New Orleans is known for restaurants with a particular brand of Southern hospitality and white-tablecloth service. The city was chosen for the first Radical Xchange event because of the history of its restaurant scene and race-based differences in opportunity for restaurant workers. “We wanted to unpack revisionist history and look at the placement of black and brown bodies in hospitality roles,” Berry said.

For example, 60 percent of New Orleans residents are black, but 78 percent of nonmanagerial front-of-the-house roles and 81 percent of managerial roles in fine-dining New Orleans restaurants are held by white workers, according to a report by Restaurant Opportunities Centers United. These also tend to be the highest-paid positions in dining rooms.

The situation isn’t unique to New Orleans.

“Things aren’t worse in New Orleans. They’re just compounded by history, and you can’t escape history here,” Berry said. “It’s in the soil, and you feel it everywhere that you go.”

“I think our society is very comfortable with seeing Afro-Americans in low-paid, unskilled positions of service, such as trash removal, janitorial work, stockroom workers, cashiers, maid services, etc.,” Holden said. These, she said, are jobs “that society very much needs to function, but does not find it important to compensate appropriately. . . . How does it affect the psychology of a society if the only time many people are seeing black folks is at work in these positions? How does this work to reinforce ideas about who is appropriate for these jobs?”

But that’s only part of the story. Resistance Served also celebrated the work of people of color in restaurants and the long history of communities of color finding strength in gathering together.

== Data records ==

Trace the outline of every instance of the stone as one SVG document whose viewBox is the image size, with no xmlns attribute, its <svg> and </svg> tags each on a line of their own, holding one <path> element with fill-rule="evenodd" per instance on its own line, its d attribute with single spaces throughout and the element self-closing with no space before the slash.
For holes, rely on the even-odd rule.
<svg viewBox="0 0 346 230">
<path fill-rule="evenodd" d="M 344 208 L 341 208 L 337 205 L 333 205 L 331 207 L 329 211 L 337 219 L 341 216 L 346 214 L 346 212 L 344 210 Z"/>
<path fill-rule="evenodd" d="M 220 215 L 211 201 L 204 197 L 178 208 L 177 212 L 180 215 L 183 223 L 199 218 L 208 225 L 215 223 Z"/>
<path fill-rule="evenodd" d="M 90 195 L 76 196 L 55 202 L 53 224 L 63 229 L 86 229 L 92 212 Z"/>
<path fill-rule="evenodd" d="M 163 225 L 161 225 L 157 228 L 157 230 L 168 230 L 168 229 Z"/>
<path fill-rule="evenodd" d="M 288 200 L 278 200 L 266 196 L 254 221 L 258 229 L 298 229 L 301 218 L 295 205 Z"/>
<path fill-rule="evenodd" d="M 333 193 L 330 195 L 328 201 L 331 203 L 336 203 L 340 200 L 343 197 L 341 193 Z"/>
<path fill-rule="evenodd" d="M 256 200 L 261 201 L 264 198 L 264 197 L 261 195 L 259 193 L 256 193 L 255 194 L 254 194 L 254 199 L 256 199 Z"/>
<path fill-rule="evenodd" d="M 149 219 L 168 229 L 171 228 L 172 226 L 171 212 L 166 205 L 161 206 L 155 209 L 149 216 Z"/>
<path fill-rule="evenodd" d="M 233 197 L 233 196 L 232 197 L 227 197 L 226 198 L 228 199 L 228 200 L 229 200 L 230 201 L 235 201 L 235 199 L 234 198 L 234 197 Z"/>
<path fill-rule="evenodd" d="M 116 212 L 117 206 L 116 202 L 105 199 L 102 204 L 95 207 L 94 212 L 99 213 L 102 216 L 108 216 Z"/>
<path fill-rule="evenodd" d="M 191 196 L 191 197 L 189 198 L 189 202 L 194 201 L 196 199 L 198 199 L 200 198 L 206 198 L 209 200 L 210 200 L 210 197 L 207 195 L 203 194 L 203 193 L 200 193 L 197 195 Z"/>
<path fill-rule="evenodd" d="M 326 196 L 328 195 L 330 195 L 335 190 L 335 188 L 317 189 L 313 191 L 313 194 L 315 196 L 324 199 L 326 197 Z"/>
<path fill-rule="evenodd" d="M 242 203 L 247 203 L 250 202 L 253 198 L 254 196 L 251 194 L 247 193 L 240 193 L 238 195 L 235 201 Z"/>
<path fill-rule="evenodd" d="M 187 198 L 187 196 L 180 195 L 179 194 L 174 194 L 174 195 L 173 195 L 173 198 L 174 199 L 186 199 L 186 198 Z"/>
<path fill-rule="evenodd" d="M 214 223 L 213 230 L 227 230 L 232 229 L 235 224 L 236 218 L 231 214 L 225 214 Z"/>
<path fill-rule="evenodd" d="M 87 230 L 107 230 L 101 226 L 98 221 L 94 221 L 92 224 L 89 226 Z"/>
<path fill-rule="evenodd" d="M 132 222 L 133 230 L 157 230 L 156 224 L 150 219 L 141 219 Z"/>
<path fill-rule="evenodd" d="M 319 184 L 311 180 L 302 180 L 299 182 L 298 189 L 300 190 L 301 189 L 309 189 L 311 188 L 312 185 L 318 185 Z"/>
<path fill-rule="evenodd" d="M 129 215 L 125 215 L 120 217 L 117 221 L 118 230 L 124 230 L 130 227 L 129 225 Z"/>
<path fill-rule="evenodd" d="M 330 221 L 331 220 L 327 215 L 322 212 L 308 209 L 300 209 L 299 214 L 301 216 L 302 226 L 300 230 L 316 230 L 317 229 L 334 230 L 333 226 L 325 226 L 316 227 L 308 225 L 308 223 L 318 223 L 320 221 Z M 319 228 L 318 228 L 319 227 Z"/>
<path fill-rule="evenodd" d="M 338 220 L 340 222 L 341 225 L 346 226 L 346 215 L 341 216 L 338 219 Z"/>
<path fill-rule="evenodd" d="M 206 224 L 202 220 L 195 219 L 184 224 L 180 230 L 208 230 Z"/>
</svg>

== Activity ==
Please continue the passage on race and restaurant work in New Orleans, starting after its last sentence.

== Answer box ==
The conference started with a day of panels at New Orleans Jazz Market. The panelists included culinary historians Michael Twitty and Therese Nelson, Zella Palmer of the Ray Charles Program at Dillard University, Krista Scruggs of ZAFA Wines, and farmer and advocate Ben Burkett of the National Family Farm Coalition. Topics ranged from ownership and capital to working with white gatekeepers.

Resistance Served also hosted dinners, including a collaboration between chefs Carla Hall and Leah Chase at Dooky Chase’s, a restaurant associated with black resiliency and the power of hospitality during the civil rights movement.

“I’m not really interested in creating spaces that focus on the oppression of black people and not their innovation and resilience,” Berry said.

There is much work to be done, but there’s also joy. Just as it’s important to know the industry’s history, it’s important that marginalized people get to tell their stories and see themselves represented, Berry said. “There’s a buy-in with our conference, and it’s that you buy into a community of people,” she said.

Seeing hospitality in the context of history and networking with industry leaders can help conference attendees think of ways to change the restaurant business, the organizers said.

“Ashtin and I have similar desires to see black people and marginalized people functioning in dining spaces in different ways,” Hill said. They’re hoping, she said, for a “ripple effect” that spreads to wherever the conference-goers are from and beyond.

“We don’t want people to necessarily divest from those [fine-dining] spaces; we want them to rethink how they engage with them,” Berry added.

Taneka Reaves of the Cocktail Bandits, a blend of culture and mixology in Charleston, S.C., gave an example of such rethinking on the first day of Resistance Served. “Why are we ashamed,” Reaves asked, “to be a butler or cook? We shouldn’t be. We created that culture.”

The rest of the panel, whose topic was “Narratives of Reclaiming: Pioneering and Ownership,” nodded, as did people in the audience.

Shifting the story from shame to reclamation to ownership in hospitality is all part of the plan, as the name of the conference suggests. “I think serving in a way that centers black bodies is its own resistance,” Berry said.

Wilson is a New York-based food writer and host of the podcast “A Hungry Society.”